▶ **EXERCISE**:
Write out the joke collection again, everything from "my kidney: can" down to "in the teens.", with "Scientist" changed to "Zookeeper" each time it appears.

▶ **READING PASSAGE**:
-=-=-

The Princess and the Pea
except it’s a rogue hair on the inside of my shirt driving me crazy all day
Sometimes I sit on my hand till it’s numb so it feels like someone else is googling my name
I’m not surviving a horror movie…first of all, I’m not running anywhere
I always smile really big at people in public. Tends to freak them out, out cause I’m not good at putting on lipstick.
[seeing a new mom pushing a baby in a stroller]
Me: GET A JOB!!
Her: ok wow, I literally just had my baby
Me: I WAS TALKING TO THE BABY!!
my kidney: can you stop with the alcohol?
my heart: yes and also start eating better?
my brian: do whta yuo liek.
me: love you, brian.
Scientist: You left the cage open and 349 frogs escaped.
Me: I guess I FROGOT 🙂
Scientist: *rubbing bridge of nose* They were poisonous.
Note to self: Take Mila Kunis picture off of vacuum before taking it in for service next time.
They say ‘No news is good news,’ but I think it just means I have a lazy paperboy.
Weather channel: It’s going to get up into the mid-30’s this afternoon but it’ll still feel like it’s in the teens.
Me: Literally me.
i’ll tell you this, anyone who breaks into my house is gonna find out why you don’t mess with a guy who collects sparklers
I’m vegan now but I’m still gonna eat eight spiders a year on cheat days
Shaggy: Scoob you can’t smoke nitrate ester, you’ll explode!
Scooby Doo: RONO₂! *Explodes and dies*
Magician: For my next trick—
Me: BRING BACK THE BUNNY, YOU MONSTER
If you own a karate dojo and you don’t make your employees answer the phone “Hiiiiiiiiya”
You’re doing it wrong
i hate when i’m 20 minutes into my run on the treadmill and i look down and the timer says 43 seconds
hey (with the intention of stealing your hoodie, your heart, and your fries)
*turns on internet*
computor, i need to take a break from trying to achieve one thing. show me all of the achievments of others all at once
My teachers always told me drugs were never the answer, but they also told me Pluto was a planet, so now I don’t know what to think.
Me: how d’ya like them apples?
Dr: *hisses and retreats into the shadows*
Anyone want to do the laundry for me? Im exhausted. I can pay you in beanie babies or hot monkey sex.
The monkey’s name is Earl. He bites.
“No man is an island.”
– someone with a basic grasp of land forms and human biology
[inventing wind]
God: hand me some of the air from yesterday
Angel: what are you going to do?
God: I’m gonna make it angry
teen drug use & sex are down this year which proves that teens are boring
During a zombie apocalypse, establish dominance by approaching the baddest zombie with the snappiest teeth and braid his hair.
Sir, would you like to upgrade your $7 small popcorn to a large and get a soft drink for an additional $1200?

-=-=-

▶ **INPUT DATA**:
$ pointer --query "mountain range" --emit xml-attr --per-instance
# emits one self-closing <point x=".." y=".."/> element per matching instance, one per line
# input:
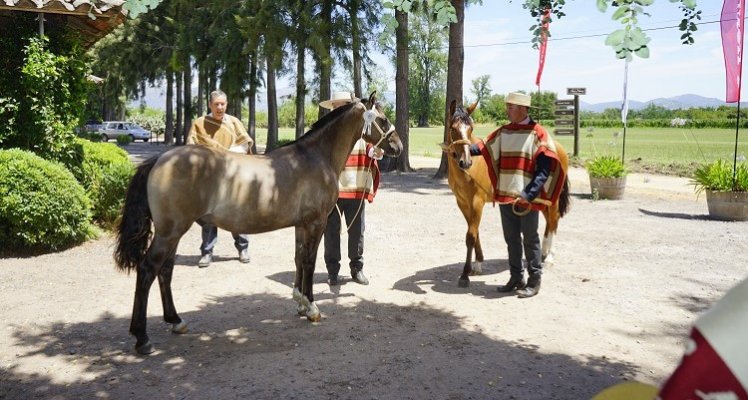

-=-=-

▶ **WRITTEN RESPONSE**:
my kidney: can you stop with the alcohol?
my heart: yes and also start eating better?
my brian: do whta yuo liek.
me: love you, brian.
Zookeeper: You left the cage open and 349 frogs escaped.
Me: I guess I FROGOT 🙂
Zookeeper: *rubbing bridge of nose* They were poisonous.
Note to self: Take Mila Kunis picture off of vacuum before taking it in for service next time.
They say ‘No news is good news,’ but I think it just means I have a lazy paperboy.
Weather channel: It’s going to get up into the mid-30’s this afternoon but it’ll still feel like it’s in the teens.